Supplied information:
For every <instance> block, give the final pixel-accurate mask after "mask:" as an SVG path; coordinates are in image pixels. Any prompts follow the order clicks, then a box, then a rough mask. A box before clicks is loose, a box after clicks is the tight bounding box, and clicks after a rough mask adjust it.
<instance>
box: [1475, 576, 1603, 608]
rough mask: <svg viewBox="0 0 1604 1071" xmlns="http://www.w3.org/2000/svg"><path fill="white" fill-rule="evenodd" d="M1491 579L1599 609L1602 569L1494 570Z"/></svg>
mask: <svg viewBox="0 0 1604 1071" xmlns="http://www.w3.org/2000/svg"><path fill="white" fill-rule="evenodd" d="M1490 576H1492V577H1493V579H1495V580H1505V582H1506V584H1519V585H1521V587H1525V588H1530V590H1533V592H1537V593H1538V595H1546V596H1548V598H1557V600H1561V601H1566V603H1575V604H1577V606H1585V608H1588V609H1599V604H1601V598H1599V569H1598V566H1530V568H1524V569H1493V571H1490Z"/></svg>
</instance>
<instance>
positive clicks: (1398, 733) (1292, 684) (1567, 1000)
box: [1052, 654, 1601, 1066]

What to produce:
Retype the part of the rows that opens with the first line and closes with the line containing "rough mask: <svg", keeping every character unchanged.

Written answer:
For every <instance> block, give the final pixel-accurate mask after "mask:" as an SVG path; coordinates are in image pixels. Any prompts follow the order clicks, then a box, then a rough mask. A box before clicks is loose, a box after clicks is the tight bounding box, and clicks after a rough mask adjust it.
<instance>
box: [1475, 576, 1603, 608]
rough mask: <svg viewBox="0 0 1604 1071" xmlns="http://www.w3.org/2000/svg"><path fill="white" fill-rule="evenodd" d="M1491 579L1599 609L1602 569L1494 570Z"/></svg>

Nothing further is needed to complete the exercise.